→ **Problem description**: Wherever "shoe" turns up in the entries, copy out the line that holds it.

(Beginning of Exercise input)

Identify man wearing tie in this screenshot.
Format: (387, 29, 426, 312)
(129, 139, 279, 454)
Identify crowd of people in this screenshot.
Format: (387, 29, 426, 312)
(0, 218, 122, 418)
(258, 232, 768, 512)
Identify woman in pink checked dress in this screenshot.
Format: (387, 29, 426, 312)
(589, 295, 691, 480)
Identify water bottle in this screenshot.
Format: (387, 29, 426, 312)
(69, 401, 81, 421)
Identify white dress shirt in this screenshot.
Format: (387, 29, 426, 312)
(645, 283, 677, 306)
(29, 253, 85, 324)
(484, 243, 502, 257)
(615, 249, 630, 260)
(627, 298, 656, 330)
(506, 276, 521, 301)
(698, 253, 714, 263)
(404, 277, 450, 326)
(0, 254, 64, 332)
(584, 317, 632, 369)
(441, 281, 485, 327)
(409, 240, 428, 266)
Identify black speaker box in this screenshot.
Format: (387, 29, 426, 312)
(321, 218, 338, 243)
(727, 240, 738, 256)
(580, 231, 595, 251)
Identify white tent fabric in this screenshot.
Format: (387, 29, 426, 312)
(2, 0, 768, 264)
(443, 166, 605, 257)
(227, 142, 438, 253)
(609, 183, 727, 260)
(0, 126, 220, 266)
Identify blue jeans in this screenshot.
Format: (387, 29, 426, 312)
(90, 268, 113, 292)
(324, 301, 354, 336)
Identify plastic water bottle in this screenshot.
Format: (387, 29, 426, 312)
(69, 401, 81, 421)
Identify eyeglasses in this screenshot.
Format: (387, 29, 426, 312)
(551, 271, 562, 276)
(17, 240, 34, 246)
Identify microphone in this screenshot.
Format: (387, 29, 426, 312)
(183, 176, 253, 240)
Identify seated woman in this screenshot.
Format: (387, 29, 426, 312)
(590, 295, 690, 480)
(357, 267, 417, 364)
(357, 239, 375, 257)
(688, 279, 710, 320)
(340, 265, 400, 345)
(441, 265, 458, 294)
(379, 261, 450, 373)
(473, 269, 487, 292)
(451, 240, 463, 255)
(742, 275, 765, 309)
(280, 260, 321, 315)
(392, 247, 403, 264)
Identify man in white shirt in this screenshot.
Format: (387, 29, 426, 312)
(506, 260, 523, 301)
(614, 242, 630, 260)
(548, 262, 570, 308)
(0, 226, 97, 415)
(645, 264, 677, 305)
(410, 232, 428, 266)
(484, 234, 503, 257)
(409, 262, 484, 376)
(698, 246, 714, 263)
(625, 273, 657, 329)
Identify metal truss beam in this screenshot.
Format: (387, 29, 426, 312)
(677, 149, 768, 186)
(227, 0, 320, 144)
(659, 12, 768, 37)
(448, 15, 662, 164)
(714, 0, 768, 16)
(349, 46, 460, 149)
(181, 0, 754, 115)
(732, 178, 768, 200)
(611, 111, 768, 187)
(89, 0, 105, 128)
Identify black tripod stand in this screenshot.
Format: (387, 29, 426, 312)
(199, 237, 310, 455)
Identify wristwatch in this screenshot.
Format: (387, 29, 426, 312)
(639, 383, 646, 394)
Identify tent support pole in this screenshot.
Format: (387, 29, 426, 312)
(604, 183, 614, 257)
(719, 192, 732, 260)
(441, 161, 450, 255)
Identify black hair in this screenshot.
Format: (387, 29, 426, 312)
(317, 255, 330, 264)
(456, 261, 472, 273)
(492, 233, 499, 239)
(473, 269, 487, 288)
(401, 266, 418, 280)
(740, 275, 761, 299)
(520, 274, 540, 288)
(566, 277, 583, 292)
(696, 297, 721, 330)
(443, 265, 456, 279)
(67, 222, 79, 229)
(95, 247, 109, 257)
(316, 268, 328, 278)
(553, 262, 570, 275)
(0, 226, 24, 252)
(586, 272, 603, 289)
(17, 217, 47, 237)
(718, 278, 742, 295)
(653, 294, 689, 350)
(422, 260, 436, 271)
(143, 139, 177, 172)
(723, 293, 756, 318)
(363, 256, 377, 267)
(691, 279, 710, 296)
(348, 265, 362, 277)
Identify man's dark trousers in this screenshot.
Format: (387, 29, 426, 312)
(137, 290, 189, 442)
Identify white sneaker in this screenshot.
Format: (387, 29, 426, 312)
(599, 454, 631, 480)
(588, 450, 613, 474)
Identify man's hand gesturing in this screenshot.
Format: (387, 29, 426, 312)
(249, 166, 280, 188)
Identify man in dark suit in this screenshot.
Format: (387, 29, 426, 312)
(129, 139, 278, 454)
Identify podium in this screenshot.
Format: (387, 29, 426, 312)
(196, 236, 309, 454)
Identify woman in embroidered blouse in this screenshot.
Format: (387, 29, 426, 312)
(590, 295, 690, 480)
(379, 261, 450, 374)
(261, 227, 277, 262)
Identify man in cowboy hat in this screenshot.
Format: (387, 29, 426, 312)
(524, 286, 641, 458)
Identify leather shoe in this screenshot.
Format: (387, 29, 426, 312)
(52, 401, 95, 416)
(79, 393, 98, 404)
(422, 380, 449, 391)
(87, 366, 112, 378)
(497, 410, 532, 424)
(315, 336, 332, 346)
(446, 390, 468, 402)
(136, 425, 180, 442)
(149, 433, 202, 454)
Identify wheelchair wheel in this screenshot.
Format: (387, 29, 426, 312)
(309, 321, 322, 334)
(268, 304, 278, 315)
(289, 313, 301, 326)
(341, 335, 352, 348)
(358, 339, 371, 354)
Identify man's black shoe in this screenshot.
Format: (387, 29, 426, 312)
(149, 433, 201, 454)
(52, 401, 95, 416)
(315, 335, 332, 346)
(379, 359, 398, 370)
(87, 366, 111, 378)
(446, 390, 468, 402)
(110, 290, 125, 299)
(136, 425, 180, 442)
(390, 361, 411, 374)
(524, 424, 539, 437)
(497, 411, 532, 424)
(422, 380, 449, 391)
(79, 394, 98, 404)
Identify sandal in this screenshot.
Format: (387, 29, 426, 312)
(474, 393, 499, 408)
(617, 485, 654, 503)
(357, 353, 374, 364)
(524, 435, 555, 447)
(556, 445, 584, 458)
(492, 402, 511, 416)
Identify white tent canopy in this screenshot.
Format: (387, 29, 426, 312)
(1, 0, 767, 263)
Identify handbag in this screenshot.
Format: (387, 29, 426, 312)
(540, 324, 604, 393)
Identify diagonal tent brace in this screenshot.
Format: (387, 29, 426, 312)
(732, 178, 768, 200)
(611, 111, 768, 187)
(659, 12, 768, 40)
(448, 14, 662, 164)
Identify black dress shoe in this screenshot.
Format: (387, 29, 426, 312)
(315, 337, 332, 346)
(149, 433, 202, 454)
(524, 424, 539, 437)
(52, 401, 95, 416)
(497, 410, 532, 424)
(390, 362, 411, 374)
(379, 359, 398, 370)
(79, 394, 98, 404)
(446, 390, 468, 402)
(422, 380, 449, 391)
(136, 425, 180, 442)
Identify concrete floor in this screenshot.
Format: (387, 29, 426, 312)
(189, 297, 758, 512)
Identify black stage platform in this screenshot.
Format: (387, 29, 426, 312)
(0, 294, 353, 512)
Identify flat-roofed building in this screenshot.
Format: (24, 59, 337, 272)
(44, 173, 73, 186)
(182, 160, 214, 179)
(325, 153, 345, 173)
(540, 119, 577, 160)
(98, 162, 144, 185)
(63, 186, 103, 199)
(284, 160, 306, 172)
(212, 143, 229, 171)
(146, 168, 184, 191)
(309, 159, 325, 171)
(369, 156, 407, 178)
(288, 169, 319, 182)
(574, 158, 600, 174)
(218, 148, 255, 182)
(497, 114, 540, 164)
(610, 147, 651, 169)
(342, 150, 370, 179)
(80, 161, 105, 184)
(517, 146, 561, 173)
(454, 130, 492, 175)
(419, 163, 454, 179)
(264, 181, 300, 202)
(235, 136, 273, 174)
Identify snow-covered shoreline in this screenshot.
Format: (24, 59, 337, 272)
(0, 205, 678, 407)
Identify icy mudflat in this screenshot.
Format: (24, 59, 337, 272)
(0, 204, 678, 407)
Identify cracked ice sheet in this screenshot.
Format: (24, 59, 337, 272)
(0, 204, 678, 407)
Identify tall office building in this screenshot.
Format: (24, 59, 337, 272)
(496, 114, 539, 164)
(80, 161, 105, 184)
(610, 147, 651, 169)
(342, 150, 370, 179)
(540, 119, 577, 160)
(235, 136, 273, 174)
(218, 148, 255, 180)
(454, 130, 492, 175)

(End of Exercise input)

→ **Your solution**:
Identify leather shoe in this screenshot.
Identify man's black shoe in this screenshot.
Identify black dress shoe in this screenshot.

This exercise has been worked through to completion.